> WHAT IS EXPECTED: Quote the records in full and leave their pictures out.

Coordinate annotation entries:
___

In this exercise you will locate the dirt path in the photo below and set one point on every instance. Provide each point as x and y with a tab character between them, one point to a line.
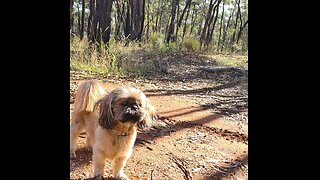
201	131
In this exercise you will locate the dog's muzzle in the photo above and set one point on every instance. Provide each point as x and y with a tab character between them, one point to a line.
132	114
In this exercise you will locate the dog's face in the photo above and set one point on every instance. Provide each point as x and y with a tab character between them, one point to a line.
125	105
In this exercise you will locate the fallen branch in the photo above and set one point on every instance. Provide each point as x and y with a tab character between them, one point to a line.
222	69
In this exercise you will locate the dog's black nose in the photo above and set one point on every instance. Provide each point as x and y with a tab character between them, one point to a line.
134	107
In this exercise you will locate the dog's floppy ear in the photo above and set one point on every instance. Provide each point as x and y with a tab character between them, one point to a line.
150	116
106	117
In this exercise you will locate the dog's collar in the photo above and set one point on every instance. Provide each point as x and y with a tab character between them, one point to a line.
122	134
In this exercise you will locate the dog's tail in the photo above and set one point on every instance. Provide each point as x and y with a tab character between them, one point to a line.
88	93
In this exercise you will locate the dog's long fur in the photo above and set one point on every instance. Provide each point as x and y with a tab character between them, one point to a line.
110	121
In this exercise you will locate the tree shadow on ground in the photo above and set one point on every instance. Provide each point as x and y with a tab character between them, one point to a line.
226	171
159	92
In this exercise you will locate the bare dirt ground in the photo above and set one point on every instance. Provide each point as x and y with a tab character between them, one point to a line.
201	131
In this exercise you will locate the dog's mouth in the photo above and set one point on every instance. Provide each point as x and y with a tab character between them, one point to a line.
131	117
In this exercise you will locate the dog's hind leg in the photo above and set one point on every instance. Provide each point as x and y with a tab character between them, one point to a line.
99	163
76	126
117	167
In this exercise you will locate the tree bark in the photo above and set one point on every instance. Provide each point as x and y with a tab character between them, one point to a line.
71	16
206	24
226	29
185	22
106	20
137	17
79	18
241	29
193	17
221	24
89	28
186	7
210	34
170	36
82	20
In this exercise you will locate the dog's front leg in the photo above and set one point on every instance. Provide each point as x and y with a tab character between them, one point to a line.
99	163
75	130
117	167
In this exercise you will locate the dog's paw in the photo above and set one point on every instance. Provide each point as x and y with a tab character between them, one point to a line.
98	177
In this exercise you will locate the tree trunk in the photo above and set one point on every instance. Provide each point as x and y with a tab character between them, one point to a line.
127	29
170	36
82	20
71	16
206	24
89	28
137	17
148	20
235	25
177	16
225	30
210	35
185	22
106	20
186	7
79	17
193	17
221	24
241	29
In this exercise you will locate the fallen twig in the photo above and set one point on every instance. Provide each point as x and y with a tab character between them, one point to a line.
182	165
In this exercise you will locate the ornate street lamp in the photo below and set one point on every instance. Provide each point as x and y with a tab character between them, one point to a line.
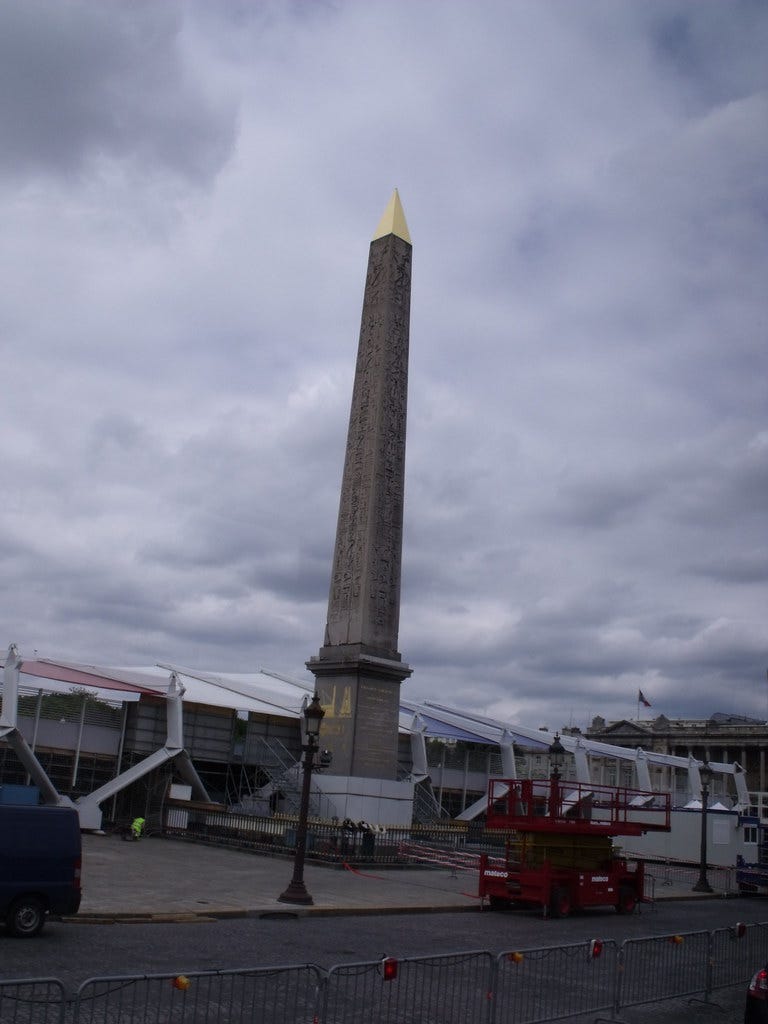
702	886
556	757
296	892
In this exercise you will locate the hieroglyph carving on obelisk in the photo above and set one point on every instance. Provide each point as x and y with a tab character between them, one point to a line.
358	668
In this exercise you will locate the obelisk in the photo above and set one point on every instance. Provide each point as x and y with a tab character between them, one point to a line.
358	670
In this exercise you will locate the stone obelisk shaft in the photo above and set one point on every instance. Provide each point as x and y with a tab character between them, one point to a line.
358	668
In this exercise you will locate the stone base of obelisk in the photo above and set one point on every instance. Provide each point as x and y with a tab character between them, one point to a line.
360	696
376	801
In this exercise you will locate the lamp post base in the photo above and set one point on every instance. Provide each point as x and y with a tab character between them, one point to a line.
296	893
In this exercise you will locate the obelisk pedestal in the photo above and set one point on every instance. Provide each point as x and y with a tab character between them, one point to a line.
358	670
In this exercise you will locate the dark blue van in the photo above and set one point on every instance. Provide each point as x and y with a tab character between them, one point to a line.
40	861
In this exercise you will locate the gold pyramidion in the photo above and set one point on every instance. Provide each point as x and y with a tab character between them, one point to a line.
393	220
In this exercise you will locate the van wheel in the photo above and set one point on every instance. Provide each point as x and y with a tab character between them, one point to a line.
26	916
560	902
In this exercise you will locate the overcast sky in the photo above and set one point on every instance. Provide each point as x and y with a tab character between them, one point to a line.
187	194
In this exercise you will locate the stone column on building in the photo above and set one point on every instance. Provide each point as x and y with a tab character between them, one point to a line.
358	670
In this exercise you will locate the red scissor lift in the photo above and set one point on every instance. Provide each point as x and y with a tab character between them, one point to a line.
559	851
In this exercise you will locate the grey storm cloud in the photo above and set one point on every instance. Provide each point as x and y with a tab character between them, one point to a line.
187	193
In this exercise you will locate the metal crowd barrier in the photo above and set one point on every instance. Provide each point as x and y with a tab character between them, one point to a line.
665	967
38	1000
555	983
271	995
736	952
427	989
527	986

___

> FULL RESPONSE:
In this exercise you will locate the dirt path in the photo below and set one point on every instance. Provide each point as x and y with a tab character between them, one point to a line.
201	131
In this exercise you will locate the dog's muzzle in the photo above and set one point on every instance. Provide each point as x and y with a tab character between them, one point to a line.
132	114
In this exercise you will locate the dog's face in the photo above and set one point on every instance. Provide each point as x and y with a tab character between them, one point to a line.
125	105
In this exercise you will locate the fallen branch in the photo above and set one point on every instance. Provide each point as x and y with a tab character between them, one point to a line.
222	69
In this exercise you will locate the dog's black nose in the photo above and set one point on every instance. Provide each point as x and y with a tab character between them, one point to a line.
134	107
In this exercise you will locate the dog's floppy ear in the photo above and set one point on every instance. Provide each point as x and y with a tab character between them, one point to a line.
150	116
106	117
In this exercise you will locate the dog's collar in the photo above and set one point on every instance. Provide each point as x and y with a tab character between them, one point to a line.
122	134
In this exercise you will locate the dog's tail in the photo above and set one point on every instance. Provide each point as x and y with a tab character between them, one point to a line.
88	93
In this exercise you will locate the dog's long fur in the photo above and set one point on every instance. Provide each point as x and y with a tab character between them, one point to a line.
110	121
In this exercise you will locate the tree shadow on ground in the photo above and set one point on every instance. Provide each point as x and y with a tab character between them, one point to a line.
226	171
159	92
In this exercise you will locate the bare dirt ground in the photo above and set one point on every instance. Provide each point as x and y with a tab character between them, one point to a line.
201	131
In this exercise you will locate the dog's mouth in the photo above and set one point on every instance. Provide each point as x and y with a tab character between them, one point to a line.
131	117
In this exercise you will locate the dog's hind leg in the photo above and set one point on every instance. Provide each point as x and y with a tab character between them, one point to a line.
99	163
76	126
117	167
In this exercise you will locate the tree bark in the photo above and set one point on every instance. Provide each point as x and y with a tab character between them, one point to a line.
71	16
206	24
226	29
185	22
106	20
137	17
79	18
241	29
193	17
221	24
89	28
186	7
210	34
170	36
82	20
In this exercise you will locate the dog's front leg in the photo above and set one point on every instance. Provide each point as x and y with a tab character between them, one point to a line.
99	163
75	130
117	167
In this exercise you will locate the dog's paw in the photo above and set one point on every instance. Provide each point as x and y with a tab character between them, one point to a line.
98	177
In this exercise you will locate the tree trunk in the photo above and set one point on every instance. Provide each point as x and y with a tab character between them, one point to a line.
127	29
170	36
82	20
71	16
206	24
89	28
137	17
148	20
235	25
177	16
225	30
210	35
185	22
106	20
186	7
79	17
193	17
221	24
241	29
In this exercise you will locate the fallen twig in the photo above and set one point on every instance. Provide each point as x and y with a tab character between them, one point to a line.
182	165
In this exercise you will locate the ornate street lamp in the photo below and set one point on every instance. Provide each point as x and y with a tab character between them, one point to a line.
702	886
556	757
296	892
In this exercise you will locate the hieroglyph carving on obelisk in the photo above and set one point on every instance. Provide each point as x and y with a tab character between them, one point to a line.
358	668
In this exercise you will locate the obelisk in the photo above and set one point on every instance. Provide each point as x and y with a tab character between them, one point to a line.
358	670
In this exercise you will locate the stone obelisk shaft in the photo above and set one point on every instance. Provide each point as x and y with a tab character between them, one point to a line.
358	668
In this exercise you will locate the stone base of obelisk in the photo above and set one point on every instance. Provide each point as x and y with a tab character between them, one point to a line.
360	696
376	801
In this exercise you will locate the lamp post base in the photo above and set one point on every instance. Provide each point as x and y with a tab character between them, one point to a line.
296	893
In this exercise you will locate the obelisk pedestal in the photo above and set one point on every instance. Provide each point as x and y with a tab character between them, one point to a line.
358	670
In this exercise you will locate the dark blue van in the photo above and set one point on every instance. Provide each point as x and y with a tab character between them, one point to a line.
40	861
In this exercise you will locate the gold pyramidion in the photo above and set one point on every instance. Provide each point as x and y with a tab character between them, one point to a line.
393	220
In this exercise you will locate the van wheel in the photo above and set one point on every instance. Provide each point as x and y with a tab character between them, one point to a line.
26	916
560	902
In this exercise you will locate the overcast sky in the photo above and set one point on every instance. Provide each point as x and y with a tab character between them, one point to a line.
187	194
In this exercise you will locate the stone column on building in the photo above and set one point on every instance. Provide each point as x and y with a tab character between them, one point to a line.
358	670
In this exercise you will locate the red scissor lift in the photo above and set one point on every instance. Provide each point as x and y with a tab character between them, one point to a line.
559	851
In this exercise you will locate the grey storm cloud in the photo above and set one point on every instance. Provide each point as x and y with a tab character between them, one point to a line.
187	193
In this exercise you will locate the metal crowd barrier in the photo above and set one point on every instance. Provide each point as x and y with a tab character between them, one point to a line.
665	967
38	1000
555	983
271	995
736	952
427	989
527	986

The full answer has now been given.